→ MATERIALS PROVIDED:
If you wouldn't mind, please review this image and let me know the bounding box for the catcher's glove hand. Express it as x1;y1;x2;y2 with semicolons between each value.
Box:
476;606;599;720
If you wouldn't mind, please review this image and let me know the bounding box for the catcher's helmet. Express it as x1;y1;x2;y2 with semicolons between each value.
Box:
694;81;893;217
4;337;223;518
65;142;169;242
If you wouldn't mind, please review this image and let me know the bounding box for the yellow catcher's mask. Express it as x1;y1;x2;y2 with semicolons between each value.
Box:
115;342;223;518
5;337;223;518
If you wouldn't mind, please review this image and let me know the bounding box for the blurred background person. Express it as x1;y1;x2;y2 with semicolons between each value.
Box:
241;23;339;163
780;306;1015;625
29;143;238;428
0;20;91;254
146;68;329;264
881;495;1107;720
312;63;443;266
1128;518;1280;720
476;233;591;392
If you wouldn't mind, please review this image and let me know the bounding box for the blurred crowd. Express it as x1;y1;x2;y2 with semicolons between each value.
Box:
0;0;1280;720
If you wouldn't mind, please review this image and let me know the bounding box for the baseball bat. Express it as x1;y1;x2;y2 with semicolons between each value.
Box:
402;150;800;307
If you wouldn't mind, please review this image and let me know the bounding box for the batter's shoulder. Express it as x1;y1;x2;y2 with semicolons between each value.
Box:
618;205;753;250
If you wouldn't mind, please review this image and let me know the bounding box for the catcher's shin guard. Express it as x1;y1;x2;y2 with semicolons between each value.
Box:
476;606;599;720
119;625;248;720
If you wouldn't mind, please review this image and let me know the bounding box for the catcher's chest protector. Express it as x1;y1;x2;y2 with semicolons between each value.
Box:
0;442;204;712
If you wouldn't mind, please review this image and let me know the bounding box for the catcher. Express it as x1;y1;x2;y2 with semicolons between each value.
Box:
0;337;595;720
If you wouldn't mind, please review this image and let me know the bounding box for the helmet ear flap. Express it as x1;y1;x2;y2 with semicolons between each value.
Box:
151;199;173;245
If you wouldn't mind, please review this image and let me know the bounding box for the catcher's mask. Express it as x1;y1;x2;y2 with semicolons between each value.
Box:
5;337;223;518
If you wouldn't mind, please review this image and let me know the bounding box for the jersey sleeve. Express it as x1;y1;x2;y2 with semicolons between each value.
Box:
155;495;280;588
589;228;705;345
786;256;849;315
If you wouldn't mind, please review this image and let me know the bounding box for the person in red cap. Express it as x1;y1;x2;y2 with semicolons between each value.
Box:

→ TASK STATEMENT:
Copy out the lines above word for word, from the line that contains "the catcher's mask." through the final line.

→ TASK RESULT:
If you wouldn't mind, please review this image and let me know the bounding box for the catcher's mask. Express it as x1;y1;x2;y2 with semicolons between each value.
Box:
5;337;223;518
If you wouldn't mind, please review this image and let me know the bounding box for the jersey sleeve. Express it as x1;y1;x2;y2 with semicolons between each value.
Box:
155;495;280;588
589;228;705;345
786;256;849;315
If you wouldn't mind, please review this image and let me know the bounding box for the person in red cap. Express it as x1;y1;x2;y2 with semicolons between each value.
Box:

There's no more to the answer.